▸ To do:
All that is needed is every record, duplicated exactly.
═════ Data to process
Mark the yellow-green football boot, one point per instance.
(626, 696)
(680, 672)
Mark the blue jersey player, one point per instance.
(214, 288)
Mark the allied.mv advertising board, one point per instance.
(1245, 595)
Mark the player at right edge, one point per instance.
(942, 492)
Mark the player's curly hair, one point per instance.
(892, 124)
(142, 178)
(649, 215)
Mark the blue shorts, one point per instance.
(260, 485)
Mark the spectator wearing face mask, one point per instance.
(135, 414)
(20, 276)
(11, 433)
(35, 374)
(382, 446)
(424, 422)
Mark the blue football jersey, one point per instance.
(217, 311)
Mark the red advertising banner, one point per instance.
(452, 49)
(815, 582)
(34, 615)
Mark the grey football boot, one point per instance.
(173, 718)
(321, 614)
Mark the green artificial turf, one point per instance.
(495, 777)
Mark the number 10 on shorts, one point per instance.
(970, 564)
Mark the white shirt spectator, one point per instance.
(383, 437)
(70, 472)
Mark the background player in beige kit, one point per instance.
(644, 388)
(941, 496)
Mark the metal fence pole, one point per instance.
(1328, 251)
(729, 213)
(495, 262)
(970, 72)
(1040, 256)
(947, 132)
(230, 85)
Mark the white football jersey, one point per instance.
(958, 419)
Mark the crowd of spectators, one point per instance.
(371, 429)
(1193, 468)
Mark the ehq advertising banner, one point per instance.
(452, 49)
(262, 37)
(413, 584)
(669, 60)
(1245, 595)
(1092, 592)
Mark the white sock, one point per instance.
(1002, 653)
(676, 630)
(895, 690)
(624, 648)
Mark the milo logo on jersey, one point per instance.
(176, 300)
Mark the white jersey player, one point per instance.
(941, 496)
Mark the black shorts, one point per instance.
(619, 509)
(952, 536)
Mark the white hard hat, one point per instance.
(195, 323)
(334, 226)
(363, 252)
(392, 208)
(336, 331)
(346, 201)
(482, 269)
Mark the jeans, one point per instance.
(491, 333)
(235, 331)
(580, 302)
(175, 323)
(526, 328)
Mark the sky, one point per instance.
══════════
▸ Answer to this problem:
Mark the yellow-green football boot, one point per instance.
(626, 696)
(680, 672)
Mark the blue jersey player, one point per instance.
(214, 288)
Mark the allied.mv advertising board, one point per instance.
(1245, 595)
Mark the player at right edge, one point per instance.
(942, 492)
Mark the player's curly hair, one point per instance.
(892, 124)
(142, 178)
(649, 215)
Mark the blue shorts, one point per instance.
(260, 485)
Mark the spectator wearing face mask, one point per instance.
(135, 414)
(20, 276)
(11, 433)
(35, 374)
(382, 446)
(424, 422)
Mark the blue football jersey, one point per instance.
(217, 311)
Mark the red advertising banner, one point per instance.
(452, 49)
(815, 582)
(34, 615)
Mark the grey football boot, one point per instance.
(173, 718)
(321, 614)
Mark the green artificial turf, one point per instance.
(495, 777)
Mark the number 10 on shorts, one point per instance.
(970, 564)
Mark the white shirt spectator, one point per instance.
(383, 437)
(70, 472)
Mark the background player in beige kit, one point per instance.
(644, 388)
(941, 496)
Mark the metal fence pole, one point per instance.
(1328, 251)
(729, 213)
(495, 262)
(970, 72)
(1040, 256)
(947, 132)
(230, 85)
Mark the white football jersey, one point per instance.
(958, 419)
Mark the crowd of spectators, one point per instance.
(371, 429)
(1193, 468)
Mark the ehq advertising banner, one point per instance.
(452, 49)
(262, 37)
(413, 584)
(669, 60)
(1245, 595)
(1092, 592)
Mark the white sock, one point per instance.
(1002, 653)
(676, 630)
(895, 690)
(624, 648)
Mark the milo logo on jersey, one point per instance.
(176, 300)
Mark the white jersey player, one point per instance.
(941, 496)
Mark the black shorts, one point per instance.
(619, 509)
(952, 536)
Mark the white hard hat, one point per instance.
(195, 323)
(334, 226)
(363, 252)
(392, 208)
(336, 331)
(346, 201)
(482, 269)
Mark the jeans, one point per instance.
(491, 333)
(235, 331)
(580, 302)
(175, 323)
(526, 328)
Mark the sky, one point per instance.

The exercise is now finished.